- _Extract_
┏━━
Polypterus bichir lapradei is a subspecies of freshwater fish in the family Polypteridae. P. bichir lapradei are demersal, primitive, and popular with experienced aquarists.

== Morphology ==
Polypterus bichir lapradei is visually similar to its close relative, Polypterus bichir. Its body is elongated and subcylindrical, and covered in ganoid scales. As its name suggests (Poly = "many" and -terus = "finned"), P. bichir lapradeis most striking asset is the row of dorsal finlets along its back. These finlets, which can number up to 15 in some specimens, constitute a single dorsal fin. This fin is divided by rigid spines, which can be raised or lowered at will (often in response to a threat, or for stability).

This is a "lower jaw" bichir, meaning that its lower jaw is somewhat longer than its upper jaw (i.e. an underbite). Other "lower jaw" bichir species include P. endlicherii and P. ansorgii. A commonly encountered "upper jaw" species is P. senegalus.
┗━━
- _Dataset entries_
┏━━
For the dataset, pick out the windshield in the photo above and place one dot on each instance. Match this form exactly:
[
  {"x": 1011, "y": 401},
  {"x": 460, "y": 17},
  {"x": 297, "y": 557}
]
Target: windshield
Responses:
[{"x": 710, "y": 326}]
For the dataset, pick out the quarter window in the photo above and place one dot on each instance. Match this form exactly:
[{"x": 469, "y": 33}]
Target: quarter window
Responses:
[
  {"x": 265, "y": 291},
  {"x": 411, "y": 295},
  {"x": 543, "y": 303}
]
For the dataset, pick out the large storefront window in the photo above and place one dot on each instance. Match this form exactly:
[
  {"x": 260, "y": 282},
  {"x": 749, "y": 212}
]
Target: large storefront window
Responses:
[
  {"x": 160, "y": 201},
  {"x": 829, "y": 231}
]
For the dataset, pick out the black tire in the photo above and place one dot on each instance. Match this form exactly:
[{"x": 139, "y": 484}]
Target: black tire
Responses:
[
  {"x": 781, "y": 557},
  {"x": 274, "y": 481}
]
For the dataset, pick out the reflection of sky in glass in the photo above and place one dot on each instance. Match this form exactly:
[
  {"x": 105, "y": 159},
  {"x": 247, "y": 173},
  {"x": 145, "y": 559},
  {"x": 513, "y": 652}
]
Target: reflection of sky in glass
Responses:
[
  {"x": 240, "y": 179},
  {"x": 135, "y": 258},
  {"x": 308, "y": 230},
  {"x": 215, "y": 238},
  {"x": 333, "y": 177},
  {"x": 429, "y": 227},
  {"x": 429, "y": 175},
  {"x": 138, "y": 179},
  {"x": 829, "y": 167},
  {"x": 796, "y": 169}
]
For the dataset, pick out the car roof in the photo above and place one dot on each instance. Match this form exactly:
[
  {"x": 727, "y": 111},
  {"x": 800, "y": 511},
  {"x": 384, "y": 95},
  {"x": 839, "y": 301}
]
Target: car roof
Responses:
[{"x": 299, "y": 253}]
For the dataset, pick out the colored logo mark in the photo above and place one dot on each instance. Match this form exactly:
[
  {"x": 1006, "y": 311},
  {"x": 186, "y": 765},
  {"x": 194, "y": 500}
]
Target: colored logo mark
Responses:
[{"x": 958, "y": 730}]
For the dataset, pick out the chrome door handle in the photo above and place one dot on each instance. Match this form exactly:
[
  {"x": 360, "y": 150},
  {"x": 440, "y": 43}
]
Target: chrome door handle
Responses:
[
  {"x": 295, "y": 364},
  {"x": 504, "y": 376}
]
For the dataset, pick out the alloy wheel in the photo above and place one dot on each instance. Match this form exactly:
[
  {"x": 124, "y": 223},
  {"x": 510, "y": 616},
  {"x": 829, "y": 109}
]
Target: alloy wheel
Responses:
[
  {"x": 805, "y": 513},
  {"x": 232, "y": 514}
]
┗━━
- _Task 1_
Answer these questions from the Polypterus bichir lapradei text:
(a) To which family does the fish belong?
(b) Up to how many dorsal finlets can some specimens have?
(c) Which species does the text name as a commonly encountered "upper jaw" bichir?
- _Task 2_
Extend the Polypterus bichir lapradei text with a further passage that picks up after its final sentence.

- _Exercise output 1_
(a) Polypteridae
(b) Up to 15
(c) P. senegalus

- _Exercise output 2_
They have prominent external nostrils, which they use to great effect in compensating for their relatively weak eyesight.

Polypterus bichir lapradeis coloration and patterning varies quite a bit region-to-region, but certain characteristics are almost always present. These include:
- Dark, longitudinal bands, punctuated by irregular, vertical stripes.
- Grayish green lateral and dorsal scales.
- Grey to white ventral coloration.

These bichirs use a coordinated network of fins for locomotion. Their pectoral fins are used for general navigation---they help the fish turn, "brake", and "walk" across the bottom of their environment. When held rigid, the pectoral fins are strong enough to allow for short-distance travel across dry land. The ventral fins act as a keel would on a ship, keeping the bichir's subcylindrical body level. The caudal fin, which connects directly to the dorsal fin, is the fish's primary means of propulsion. Although not a particularly fast species, P. bichir lapradei is capable of achieving quick bursts in pursuit of its prey (usually by folding all of its fins tightly against its body, and vigorously thrusting its caudal fin).

Bichirs are sexually dimorphic; the males are characterized by a fleshy, wide anal fin, while the females' anal fin is thin and "sharp."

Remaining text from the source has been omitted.